-- begin --

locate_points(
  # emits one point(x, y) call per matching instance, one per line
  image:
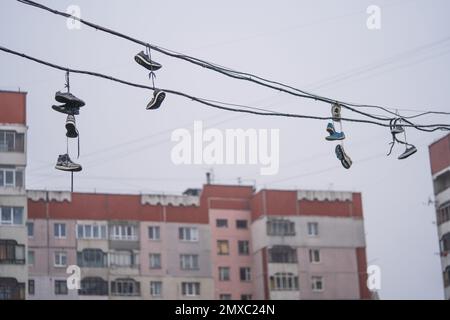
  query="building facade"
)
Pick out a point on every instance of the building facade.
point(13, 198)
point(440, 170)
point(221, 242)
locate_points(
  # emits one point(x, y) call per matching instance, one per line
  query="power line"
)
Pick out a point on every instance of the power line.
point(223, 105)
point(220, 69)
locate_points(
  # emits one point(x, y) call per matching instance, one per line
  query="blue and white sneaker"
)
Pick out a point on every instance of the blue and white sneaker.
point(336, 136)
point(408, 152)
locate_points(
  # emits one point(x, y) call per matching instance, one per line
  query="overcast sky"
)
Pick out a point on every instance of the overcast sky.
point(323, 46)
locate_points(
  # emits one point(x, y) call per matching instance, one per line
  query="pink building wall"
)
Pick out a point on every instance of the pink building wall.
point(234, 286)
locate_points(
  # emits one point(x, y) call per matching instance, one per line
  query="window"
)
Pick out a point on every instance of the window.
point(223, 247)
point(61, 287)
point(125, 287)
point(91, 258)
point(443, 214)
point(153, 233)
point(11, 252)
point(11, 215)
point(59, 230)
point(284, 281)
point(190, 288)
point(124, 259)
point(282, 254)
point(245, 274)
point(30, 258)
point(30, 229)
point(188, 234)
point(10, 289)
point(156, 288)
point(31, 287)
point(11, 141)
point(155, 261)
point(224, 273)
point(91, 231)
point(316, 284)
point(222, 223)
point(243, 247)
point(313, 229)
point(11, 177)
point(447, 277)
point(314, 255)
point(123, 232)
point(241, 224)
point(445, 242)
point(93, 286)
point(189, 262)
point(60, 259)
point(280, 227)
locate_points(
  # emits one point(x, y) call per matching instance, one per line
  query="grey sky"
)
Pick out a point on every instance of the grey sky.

-- end --

_What you need to do_
Arrange all the lines above as a Markdown table with the columns "Row" and "Line," numbering each row, skipping blank lines, and leaving out the pictures.

_Correct output_
| Row | Line |
|---|---|
| 1 | locate_points( |
| 2 |   # emits one point(x, y) call per matching instance, one per line |
| 3 |   image: |
| 4 |   query="building facade" |
| 5 | ) |
| 6 | Pick out a point on every instance of the building facade. |
| 7 | point(13, 198) |
| 8 | point(440, 170) |
| 9 | point(221, 242) |
| 10 | locate_points( |
| 11 |   # emits one point(x, y) call per matching instance, one per line |
| 12 |   query="power line" |
| 13 | ) |
| 14 | Pick out a point on every instance of the power line. |
| 15 | point(223, 105) |
| 16 | point(220, 69) |
| 17 | locate_points( |
| 18 |   # emits one point(x, y) call per matching instance, one per line |
| 19 |   query="blue and white sneaker" |
| 20 | ) |
| 21 | Pick out a point on every instance of the blue and white sneaker. |
| 22 | point(336, 136) |
| 23 | point(408, 152) |
| 24 | locate_points( |
| 25 |   # emits one point(x, y) call per matching instance, one per line |
| 26 |   query="overcast sky" |
| 27 | ) |
| 28 | Pick out a point on every instance of the overcast sky. |
| 29 | point(323, 46) |
| 30 | locate_points( |
| 31 |   # emits one point(x, y) call per matching instance, one per line |
| 32 |   query="pink building wall" |
| 33 | ) |
| 34 | Pick out a point on every instance of the pink building wall. |
| 35 | point(234, 286) |
| 36 | locate_points( |
| 37 |   # emits one point(x, y) call per matching instance, one per line |
| 38 |   query="window" |
| 39 | ) |
| 40 | Pick out a point on every instance of the window. |
| 41 | point(223, 247) |
| 42 | point(61, 287) |
| 43 | point(125, 287) |
| 44 | point(91, 258) |
| 45 | point(443, 214) |
| 46 | point(153, 233) |
| 47 | point(11, 252) |
| 48 | point(11, 215) |
| 49 | point(59, 230) |
| 50 | point(284, 281) |
| 51 | point(190, 288) |
| 52 | point(124, 259) |
| 53 | point(282, 254) |
| 54 | point(245, 274) |
| 55 | point(30, 258) |
| 56 | point(30, 229) |
| 57 | point(188, 234) |
| 58 | point(10, 289) |
| 59 | point(156, 288) |
| 60 | point(31, 287) |
| 61 | point(11, 141) |
| 62 | point(155, 261) |
| 63 | point(224, 273) |
| 64 | point(91, 231) |
| 65 | point(316, 284) |
| 66 | point(222, 223) |
| 67 | point(243, 247) |
| 68 | point(313, 229) |
| 69 | point(11, 177) |
| 70 | point(447, 277) |
| 71 | point(314, 255) |
| 72 | point(123, 232) |
| 73 | point(241, 224) |
| 74 | point(445, 242) |
| 75 | point(93, 286) |
| 76 | point(189, 262) |
| 77 | point(60, 259) |
| 78 | point(280, 227) |
| 79 | locate_points( |
| 80 |   # emits one point(x, y) call per matching instance, one per line |
| 81 |   query="grey sky" |
| 82 | ) |
| 83 | Pick out a point on every instance of the grey sky. |